§ **Listed entries**
---+---

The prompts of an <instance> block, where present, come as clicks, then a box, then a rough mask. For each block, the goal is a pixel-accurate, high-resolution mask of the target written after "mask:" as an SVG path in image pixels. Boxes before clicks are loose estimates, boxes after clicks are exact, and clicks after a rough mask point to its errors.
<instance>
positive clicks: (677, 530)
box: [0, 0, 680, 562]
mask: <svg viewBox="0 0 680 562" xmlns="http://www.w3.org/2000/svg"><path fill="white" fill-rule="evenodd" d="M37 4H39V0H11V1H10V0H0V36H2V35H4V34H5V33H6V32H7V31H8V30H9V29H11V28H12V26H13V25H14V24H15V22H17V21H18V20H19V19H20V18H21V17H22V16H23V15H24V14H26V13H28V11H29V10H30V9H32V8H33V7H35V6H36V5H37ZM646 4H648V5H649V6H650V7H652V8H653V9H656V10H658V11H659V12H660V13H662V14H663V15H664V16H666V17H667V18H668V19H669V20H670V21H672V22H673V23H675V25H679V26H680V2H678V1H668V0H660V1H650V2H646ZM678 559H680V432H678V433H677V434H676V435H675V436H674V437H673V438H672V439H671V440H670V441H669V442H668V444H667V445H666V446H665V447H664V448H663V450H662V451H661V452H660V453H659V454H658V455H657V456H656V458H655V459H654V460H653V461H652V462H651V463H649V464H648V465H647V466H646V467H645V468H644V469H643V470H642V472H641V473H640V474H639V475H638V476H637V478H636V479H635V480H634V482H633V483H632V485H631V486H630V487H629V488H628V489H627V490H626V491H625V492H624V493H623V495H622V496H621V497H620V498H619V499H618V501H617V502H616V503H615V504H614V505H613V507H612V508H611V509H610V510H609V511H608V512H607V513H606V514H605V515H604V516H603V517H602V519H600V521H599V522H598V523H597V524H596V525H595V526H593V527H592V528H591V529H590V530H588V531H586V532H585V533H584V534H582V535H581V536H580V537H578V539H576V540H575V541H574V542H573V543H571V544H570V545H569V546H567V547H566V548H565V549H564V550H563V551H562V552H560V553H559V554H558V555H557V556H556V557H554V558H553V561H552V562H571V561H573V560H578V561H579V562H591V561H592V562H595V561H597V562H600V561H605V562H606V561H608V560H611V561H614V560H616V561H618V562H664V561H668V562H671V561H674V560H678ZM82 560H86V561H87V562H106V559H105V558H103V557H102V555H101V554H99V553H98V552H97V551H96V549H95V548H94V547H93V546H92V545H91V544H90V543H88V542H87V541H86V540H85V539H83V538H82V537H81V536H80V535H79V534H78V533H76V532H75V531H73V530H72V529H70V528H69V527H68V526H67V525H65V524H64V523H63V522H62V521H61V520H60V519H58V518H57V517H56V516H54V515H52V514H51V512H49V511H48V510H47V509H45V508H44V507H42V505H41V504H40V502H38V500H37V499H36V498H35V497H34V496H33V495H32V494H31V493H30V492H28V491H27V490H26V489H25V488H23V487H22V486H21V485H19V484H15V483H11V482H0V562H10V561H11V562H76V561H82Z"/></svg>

---+---

Would you reproduce the material above exactly as it reads?

The prompts of an <instance> block, where present, come as clicks, then a box, then a rough mask. For each block, the goal is a pixel-accurate, high-resolution mask of the target written after "mask:" as an SVG path in image pixels. Boxes before clicks are loose estimates, boxes after clicks are exact, and clicks after a rough mask point to its errors.
<instance>
positive clicks: (677, 530)
box: [0, 0, 680, 562]
mask: <svg viewBox="0 0 680 562" xmlns="http://www.w3.org/2000/svg"><path fill="white" fill-rule="evenodd" d="M37 4H39V0H11V1H10V0H0V36H2V35H4V34H5V33H6V32H7V31H8V30H9V29H11V28H12V26H13V25H14V24H15V22H17V21H18V20H19V19H20V18H21V17H22V16H23V15H24V14H26V13H28V11H29V10H30V9H32V8H33V7H35V6H36V5H37ZM646 4H648V5H649V6H650V7H652V8H653V9H656V10H658V11H659V12H660V13H662V14H663V15H664V16H666V17H667V18H668V19H669V20H670V21H672V22H673V23H675V25H679V26H680V2H678V1H668V0H660V1H650V2H646ZM678 559H680V432H678V433H677V434H676V435H675V436H674V437H673V438H672V439H671V440H670V441H669V442H668V444H667V445H666V446H665V447H664V448H663V450H662V451H661V452H660V453H659V454H658V455H657V456H656V458H655V459H654V460H653V461H652V462H651V463H649V464H648V465H647V466H646V467H645V468H644V469H643V470H642V472H641V473H640V474H639V475H638V476H637V478H636V479H635V480H634V482H633V483H632V485H631V486H630V487H629V488H628V489H627V490H626V491H625V492H624V493H623V495H622V496H621V497H620V498H619V499H618V501H617V502H616V503H615V504H614V505H613V507H612V508H611V509H610V510H609V511H608V512H607V513H606V514H605V515H604V516H603V517H602V519H600V521H599V522H598V523H597V524H596V525H595V526H593V527H592V528H591V529H590V530H588V531H586V532H585V533H584V534H582V535H581V536H580V537H578V539H576V540H575V541H574V542H573V543H571V544H570V545H569V546H567V547H566V548H565V549H564V550H563V551H562V552H560V553H559V554H558V555H557V556H556V557H554V558H553V561H552V562H571V561H573V560H578V561H579V562H591V561H592V562H595V561H597V562H600V561H605V562H606V561H608V560H611V561H614V560H616V561H618V562H664V561H668V562H671V561H674V560H678ZM82 560H86V561H87V562H106V559H105V558H103V557H102V555H101V554H99V553H98V552H97V551H96V549H95V548H94V547H93V546H92V545H91V544H90V543H88V542H87V541H86V540H85V539H83V538H82V537H81V536H80V535H79V534H78V533H76V532H75V531H73V530H72V529H70V528H69V527H68V526H67V525H65V524H64V523H63V522H62V521H61V520H60V519H58V518H57V517H56V516H54V515H52V514H51V512H49V511H48V510H47V509H45V508H44V507H42V505H41V504H40V502H38V500H37V499H36V498H35V497H34V496H33V495H32V494H31V493H30V492H28V491H27V490H26V489H25V488H23V487H22V486H21V485H19V484H15V483H11V482H0V562H10V561H11V562H76V561H82Z"/></svg>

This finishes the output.